• Task statement: Whatever lines the data contains, output all of them unchanged.

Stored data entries
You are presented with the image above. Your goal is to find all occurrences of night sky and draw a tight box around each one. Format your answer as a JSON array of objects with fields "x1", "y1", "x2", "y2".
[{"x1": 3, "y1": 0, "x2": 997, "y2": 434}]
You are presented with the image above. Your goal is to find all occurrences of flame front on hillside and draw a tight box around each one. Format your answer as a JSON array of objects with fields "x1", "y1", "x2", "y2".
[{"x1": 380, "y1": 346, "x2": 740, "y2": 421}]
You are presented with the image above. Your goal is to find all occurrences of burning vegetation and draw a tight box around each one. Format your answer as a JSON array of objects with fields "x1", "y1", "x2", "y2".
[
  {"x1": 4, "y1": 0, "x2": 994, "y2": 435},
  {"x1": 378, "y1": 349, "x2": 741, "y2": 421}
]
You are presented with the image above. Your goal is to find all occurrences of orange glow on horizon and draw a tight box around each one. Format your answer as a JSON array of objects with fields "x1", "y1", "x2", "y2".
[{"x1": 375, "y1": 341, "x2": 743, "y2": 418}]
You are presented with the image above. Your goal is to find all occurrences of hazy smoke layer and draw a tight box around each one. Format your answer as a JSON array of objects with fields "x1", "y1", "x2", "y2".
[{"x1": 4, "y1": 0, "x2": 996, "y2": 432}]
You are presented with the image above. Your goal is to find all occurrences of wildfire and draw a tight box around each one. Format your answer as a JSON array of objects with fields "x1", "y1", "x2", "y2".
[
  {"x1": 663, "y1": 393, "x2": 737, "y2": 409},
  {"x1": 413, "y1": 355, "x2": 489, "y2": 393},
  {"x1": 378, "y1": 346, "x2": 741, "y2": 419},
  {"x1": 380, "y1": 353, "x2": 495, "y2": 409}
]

• Exercise answer:
You are presented with the image above. Your goal is to find all occurrences of night sky and draw a tight box around each one. Format your answer as a JSON array of objects with fields "x1", "y1", "x2", "y2".
[{"x1": 3, "y1": 0, "x2": 997, "y2": 434}]
You are presented with the image above. Your goal is to find all occurrences of flame front on hillside and draw a tight box around each one. Format your answer as a JSON array of objects with fields "x1", "y1", "x2", "y2".
[{"x1": 380, "y1": 346, "x2": 740, "y2": 421}]
You are presented with the image above. Your goal is to find all occurrences of burning vegetation and draw a tight box around each one. Format your answer as a JSON array of objects with fields "x1", "y1", "x2", "y2".
[
  {"x1": 4, "y1": 0, "x2": 994, "y2": 435},
  {"x1": 378, "y1": 349, "x2": 741, "y2": 421}
]
You are presented with the image above. Your goal is to find all occurrences of orange glow on horizon and draw a tight box around each one. Format your answer as a JSON array of objects with fields "x1", "y1", "x2", "y2".
[{"x1": 375, "y1": 341, "x2": 743, "y2": 418}]
You are presented with the image above. Your goal is to find all occurrences of hazy smoke layer and draw a tight box around each one. Format your answer as a JSON array of objects with fields "x1", "y1", "x2", "y2".
[{"x1": 4, "y1": 0, "x2": 996, "y2": 432}]
You are presented with the image above. Your goal is to find all occurrences of wildfire and draw a tight box around each one. Format your answer as a JSON array of objects with fields "x1", "y1", "x2", "y2".
[
  {"x1": 663, "y1": 393, "x2": 737, "y2": 409},
  {"x1": 413, "y1": 355, "x2": 489, "y2": 393},
  {"x1": 378, "y1": 346, "x2": 741, "y2": 419},
  {"x1": 380, "y1": 353, "x2": 495, "y2": 409}
]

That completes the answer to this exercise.